(Data listing Opens)

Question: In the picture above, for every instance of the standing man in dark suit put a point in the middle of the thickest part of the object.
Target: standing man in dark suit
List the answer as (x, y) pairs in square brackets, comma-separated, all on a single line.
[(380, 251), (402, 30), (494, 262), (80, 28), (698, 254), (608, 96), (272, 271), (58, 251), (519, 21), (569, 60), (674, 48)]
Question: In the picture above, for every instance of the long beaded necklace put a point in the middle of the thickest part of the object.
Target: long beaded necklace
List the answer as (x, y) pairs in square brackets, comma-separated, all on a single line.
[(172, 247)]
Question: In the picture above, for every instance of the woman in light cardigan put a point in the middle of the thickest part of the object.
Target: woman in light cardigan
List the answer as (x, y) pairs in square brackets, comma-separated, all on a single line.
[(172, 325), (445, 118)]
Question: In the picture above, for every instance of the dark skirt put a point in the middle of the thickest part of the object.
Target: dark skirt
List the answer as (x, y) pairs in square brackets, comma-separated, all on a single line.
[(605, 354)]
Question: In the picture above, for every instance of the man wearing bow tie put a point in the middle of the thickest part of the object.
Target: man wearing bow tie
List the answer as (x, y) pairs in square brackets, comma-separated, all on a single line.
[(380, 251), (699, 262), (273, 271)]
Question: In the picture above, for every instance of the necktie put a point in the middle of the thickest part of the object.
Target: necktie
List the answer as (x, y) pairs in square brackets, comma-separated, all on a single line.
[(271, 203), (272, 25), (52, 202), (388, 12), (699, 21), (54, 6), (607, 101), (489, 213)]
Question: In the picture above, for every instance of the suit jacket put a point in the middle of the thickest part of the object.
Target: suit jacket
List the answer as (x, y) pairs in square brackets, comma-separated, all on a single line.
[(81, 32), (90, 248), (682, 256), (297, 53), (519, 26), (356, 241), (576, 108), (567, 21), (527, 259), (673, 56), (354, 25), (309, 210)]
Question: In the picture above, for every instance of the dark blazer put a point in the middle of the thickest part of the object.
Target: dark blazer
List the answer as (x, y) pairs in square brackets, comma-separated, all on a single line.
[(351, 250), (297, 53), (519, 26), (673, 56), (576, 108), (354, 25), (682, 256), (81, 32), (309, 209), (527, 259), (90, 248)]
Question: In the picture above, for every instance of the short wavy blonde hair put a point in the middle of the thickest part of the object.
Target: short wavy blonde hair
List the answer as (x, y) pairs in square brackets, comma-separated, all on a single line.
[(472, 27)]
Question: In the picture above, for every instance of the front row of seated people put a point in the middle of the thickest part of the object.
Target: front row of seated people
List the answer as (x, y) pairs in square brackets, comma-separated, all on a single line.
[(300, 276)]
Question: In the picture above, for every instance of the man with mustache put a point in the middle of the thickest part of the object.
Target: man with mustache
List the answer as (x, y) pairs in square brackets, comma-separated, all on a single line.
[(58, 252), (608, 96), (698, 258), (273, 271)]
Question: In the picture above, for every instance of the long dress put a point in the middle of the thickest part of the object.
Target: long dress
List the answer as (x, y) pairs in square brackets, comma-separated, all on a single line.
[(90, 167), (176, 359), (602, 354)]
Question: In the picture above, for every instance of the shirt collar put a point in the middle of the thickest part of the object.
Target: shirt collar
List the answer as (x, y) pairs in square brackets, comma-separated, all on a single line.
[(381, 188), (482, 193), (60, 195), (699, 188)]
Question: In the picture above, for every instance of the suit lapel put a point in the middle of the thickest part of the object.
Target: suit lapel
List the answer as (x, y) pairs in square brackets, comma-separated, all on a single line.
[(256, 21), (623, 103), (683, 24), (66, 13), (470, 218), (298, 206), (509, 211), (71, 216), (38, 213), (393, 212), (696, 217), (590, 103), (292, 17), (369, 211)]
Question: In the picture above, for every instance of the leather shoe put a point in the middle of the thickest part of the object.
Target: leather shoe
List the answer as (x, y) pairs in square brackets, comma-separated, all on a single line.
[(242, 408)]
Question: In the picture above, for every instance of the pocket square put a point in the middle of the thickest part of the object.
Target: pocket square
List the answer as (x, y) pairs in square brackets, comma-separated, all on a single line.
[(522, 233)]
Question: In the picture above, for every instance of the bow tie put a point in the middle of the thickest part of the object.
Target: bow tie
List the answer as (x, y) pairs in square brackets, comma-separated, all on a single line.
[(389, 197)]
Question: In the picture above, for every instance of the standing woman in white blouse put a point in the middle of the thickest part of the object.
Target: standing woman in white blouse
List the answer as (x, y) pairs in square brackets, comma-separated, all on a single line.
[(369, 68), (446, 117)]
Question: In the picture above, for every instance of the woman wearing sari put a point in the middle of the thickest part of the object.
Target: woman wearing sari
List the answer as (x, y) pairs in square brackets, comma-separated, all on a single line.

(Data listing Closes)

Your reply should hold only the lines from the first line of the records through the one with "Target: standing man in dark suit", reproduced word for word.

Question: In the picture above, for every instance of the standing man in dark suit put a point in the middle of the thickest part of the object.
Target: standing man in dark suit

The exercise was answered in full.